Work to do: Produce an exact copy of the lines from the line that contains "tag the cartoon teeth logo" to the end of the listing below.

↓↓↓

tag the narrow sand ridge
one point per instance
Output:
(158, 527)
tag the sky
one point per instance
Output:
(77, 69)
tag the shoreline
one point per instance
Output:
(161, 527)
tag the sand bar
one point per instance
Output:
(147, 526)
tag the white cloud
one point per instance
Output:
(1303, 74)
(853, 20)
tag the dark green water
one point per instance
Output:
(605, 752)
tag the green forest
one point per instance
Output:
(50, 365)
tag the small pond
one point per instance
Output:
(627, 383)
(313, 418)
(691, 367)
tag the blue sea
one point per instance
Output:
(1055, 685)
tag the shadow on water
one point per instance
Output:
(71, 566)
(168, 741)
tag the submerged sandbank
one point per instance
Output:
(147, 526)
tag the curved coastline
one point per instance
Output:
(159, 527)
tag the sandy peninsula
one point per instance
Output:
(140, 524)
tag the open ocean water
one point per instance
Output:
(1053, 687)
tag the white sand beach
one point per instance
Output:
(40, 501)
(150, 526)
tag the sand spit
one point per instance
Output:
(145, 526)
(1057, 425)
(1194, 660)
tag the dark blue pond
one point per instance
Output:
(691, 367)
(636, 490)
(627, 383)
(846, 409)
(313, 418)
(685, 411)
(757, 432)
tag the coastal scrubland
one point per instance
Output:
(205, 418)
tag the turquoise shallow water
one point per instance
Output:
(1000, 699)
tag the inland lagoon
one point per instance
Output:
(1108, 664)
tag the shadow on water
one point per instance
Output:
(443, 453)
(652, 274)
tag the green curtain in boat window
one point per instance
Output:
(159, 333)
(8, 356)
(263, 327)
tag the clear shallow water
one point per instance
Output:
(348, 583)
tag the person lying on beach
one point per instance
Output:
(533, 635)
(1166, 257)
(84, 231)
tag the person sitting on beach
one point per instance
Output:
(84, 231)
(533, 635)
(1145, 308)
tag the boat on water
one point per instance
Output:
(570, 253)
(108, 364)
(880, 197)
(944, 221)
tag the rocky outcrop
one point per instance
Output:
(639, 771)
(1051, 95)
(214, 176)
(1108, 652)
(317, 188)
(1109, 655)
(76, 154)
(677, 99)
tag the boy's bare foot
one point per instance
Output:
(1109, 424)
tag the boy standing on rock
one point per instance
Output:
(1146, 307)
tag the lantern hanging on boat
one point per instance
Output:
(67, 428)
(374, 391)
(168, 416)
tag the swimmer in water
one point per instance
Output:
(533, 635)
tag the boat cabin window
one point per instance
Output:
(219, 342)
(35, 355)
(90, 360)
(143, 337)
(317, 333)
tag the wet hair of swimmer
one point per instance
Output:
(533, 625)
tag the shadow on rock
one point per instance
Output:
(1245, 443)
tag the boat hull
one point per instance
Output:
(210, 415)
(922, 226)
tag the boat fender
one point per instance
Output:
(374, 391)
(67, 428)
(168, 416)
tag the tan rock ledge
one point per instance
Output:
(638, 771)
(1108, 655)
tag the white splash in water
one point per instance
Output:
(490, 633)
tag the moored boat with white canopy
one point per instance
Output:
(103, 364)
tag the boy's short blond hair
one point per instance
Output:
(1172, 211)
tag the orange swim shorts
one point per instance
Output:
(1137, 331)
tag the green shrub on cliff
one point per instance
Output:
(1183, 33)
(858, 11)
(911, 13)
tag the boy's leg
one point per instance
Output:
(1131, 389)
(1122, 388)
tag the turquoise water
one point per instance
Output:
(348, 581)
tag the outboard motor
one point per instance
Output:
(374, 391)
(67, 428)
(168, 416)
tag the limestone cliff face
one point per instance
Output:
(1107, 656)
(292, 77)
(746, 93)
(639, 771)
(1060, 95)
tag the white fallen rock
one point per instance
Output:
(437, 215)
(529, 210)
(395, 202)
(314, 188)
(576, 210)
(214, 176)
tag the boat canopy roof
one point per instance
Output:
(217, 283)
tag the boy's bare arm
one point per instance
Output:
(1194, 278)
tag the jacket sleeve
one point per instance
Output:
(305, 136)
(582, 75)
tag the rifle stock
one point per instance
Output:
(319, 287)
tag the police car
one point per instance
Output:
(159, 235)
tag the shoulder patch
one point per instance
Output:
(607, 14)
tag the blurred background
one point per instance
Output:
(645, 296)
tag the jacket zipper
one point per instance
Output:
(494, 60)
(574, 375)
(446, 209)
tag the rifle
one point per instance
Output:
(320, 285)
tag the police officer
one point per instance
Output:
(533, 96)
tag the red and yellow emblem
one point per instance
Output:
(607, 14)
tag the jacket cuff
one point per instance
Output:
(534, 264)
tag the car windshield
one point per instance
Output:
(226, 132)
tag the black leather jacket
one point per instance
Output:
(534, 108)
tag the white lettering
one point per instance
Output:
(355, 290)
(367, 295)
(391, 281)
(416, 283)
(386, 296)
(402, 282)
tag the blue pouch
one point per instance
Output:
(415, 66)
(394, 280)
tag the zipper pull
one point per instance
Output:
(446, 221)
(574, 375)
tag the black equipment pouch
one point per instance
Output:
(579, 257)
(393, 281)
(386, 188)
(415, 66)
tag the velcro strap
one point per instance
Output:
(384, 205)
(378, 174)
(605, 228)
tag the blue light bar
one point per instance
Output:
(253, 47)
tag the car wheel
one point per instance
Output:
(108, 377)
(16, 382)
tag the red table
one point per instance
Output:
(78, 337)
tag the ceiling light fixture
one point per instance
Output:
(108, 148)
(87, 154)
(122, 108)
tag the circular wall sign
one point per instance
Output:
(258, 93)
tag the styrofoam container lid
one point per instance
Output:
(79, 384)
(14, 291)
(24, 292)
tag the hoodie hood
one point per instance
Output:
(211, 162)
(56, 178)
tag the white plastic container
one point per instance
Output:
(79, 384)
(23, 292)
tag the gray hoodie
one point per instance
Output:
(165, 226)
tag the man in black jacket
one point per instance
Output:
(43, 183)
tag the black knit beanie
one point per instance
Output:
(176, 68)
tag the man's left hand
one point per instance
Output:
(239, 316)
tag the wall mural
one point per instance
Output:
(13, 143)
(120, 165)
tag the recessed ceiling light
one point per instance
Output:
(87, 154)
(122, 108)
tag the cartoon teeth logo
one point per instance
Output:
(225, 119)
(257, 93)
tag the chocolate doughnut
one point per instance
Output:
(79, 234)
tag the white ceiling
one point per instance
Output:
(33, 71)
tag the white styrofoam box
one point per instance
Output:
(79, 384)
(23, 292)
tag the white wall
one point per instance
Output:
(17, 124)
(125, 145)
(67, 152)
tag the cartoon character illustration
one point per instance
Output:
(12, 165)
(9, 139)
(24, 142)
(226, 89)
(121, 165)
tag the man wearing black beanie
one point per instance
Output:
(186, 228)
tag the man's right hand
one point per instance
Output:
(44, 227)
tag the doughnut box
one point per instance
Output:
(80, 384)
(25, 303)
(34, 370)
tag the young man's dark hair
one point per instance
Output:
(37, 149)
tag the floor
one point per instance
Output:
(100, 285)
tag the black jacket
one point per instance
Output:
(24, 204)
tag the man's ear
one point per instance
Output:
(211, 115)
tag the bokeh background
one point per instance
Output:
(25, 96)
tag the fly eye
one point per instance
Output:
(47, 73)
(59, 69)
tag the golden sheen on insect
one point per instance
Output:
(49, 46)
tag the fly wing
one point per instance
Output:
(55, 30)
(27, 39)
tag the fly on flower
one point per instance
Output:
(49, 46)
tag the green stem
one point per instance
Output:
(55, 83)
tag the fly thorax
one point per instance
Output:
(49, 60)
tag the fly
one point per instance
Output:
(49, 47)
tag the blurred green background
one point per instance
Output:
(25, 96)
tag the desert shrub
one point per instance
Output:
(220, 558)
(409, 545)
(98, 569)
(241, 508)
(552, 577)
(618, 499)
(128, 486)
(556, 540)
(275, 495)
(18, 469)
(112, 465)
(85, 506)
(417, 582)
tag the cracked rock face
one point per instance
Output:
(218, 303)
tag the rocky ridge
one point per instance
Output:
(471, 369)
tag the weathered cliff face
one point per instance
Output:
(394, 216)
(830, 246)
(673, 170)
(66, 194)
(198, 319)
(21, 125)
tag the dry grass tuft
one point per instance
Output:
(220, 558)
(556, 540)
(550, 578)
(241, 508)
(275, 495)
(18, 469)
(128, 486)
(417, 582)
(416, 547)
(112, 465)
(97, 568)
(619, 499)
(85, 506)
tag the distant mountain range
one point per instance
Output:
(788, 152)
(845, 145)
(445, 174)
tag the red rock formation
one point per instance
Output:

↑↑↑

Result:
tag the cartoon teeth logo
one point per instance
Output:
(225, 119)
(257, 93)
tag the chocolate doughnut
one point per instance
Output:
(79, 234)
tag the white ceiling
one point per instance
Output:
(33, 71)
tag the white styrofoam box
one point per instance
Output:
(79, 384)
(23, 292)
tag the white wall
one point per instance
Output:
(17, 124)
(125, 145)
(67, 152)
tag the cartoon character illustration
one point per instance
Output:
(12, 165)
(9, 139)
(24, 142)
(226, 89)
(121, 165)
tag the man wearing black beanie
one point per instance
Output:
(186, 228)
tag the man's right hand
one point per instance
Output:
(44, 227)
tag the doughnut box
one point per instance
Output:
(80, 384)
(25, 303)
(34, 370)
tag the young man's dark hair
one point per instance
Output:
(37, 149)
tag the floor
one point per instance
Output:
(100, 285)
tag the black jacket
one point per instance
Output:
(24, 204)
tag the man's ear
one point per instance
Output:
(211, 115)
tag the bokeh background
one point per instance
Output:
(25, 96)
tag the fly eye
one point per instance
Output:
(47, 73)
(59, 69)
tag the golden sheen on insect
one point per instance
Output:
(49, 46)
tag the fly wing
one point per instance
Output:
(55, 30)
(27, 39)
tag the fly on flower
one point per instance
Output:
(49, 46)
tag the green stem
one point per instance
Output:
(55, 83)
tag the fly thorax
one point per instance
Output:
(49, 60)
tag the fly
one point per instance
Output:
(49, 47)
tag the blurred green background
one point per instance
Output:
(25, 96)
tag the desert shrub
one point per instance
Output:
(220, 558)
(409, 545)
(98, 569)
(241, 508)
(552, 577)
(618, 499)
(128, 486)
(556, 540)
(275, 495)
(18, 469)
(112, 465)
(85, 506)
(417, 582)
tag the cracked rock face
one point per instance
Output:
(218, 303)
tag the rocky ridge
one point per instance
Output:
(471, 369)
tag the weathered cliff face
one point per instance
Output:
(394, 216)
(830, 246)
(673, 170)
(66, 194)
(198, 319)
(21, 125)
tag the dry grass tuft
one point per instance
Output:
(220, 558)
(556, 540)
(550, 578)
(241, 508)
(275, 495)
(18, 469)
(128, 486)
(417, 582)
(416, 547)
(112, 465)
(97, 568)
(619, 499)
(85, 506)
tag the distant mountain range
one point per instance
Output:
(788, 152)
(845, 145)
(445, 174)
tag the red rock formation
one point per instance
Output:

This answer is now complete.